[Records from a collection]:
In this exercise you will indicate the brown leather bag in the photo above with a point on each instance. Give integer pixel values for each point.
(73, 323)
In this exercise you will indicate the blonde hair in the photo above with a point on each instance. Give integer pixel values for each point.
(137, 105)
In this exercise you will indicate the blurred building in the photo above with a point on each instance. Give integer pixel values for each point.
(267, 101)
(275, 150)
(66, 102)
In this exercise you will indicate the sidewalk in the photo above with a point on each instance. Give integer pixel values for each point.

[Your goal]: In the answer, please give only the lines from the line containing "In this exercise you will indicate the blurred" through the final line of the data, copied exactly.

[Output below]:
In this exercise you will indicate the blurred building in the photo above with a point on each instance. Give integer pixel values for each point.
(267, 101)
(275, 150)
(66, 102)
In this exercise you will indicate the sidewalk in the photo above with a point on each instance. Give integer pixel values for each point.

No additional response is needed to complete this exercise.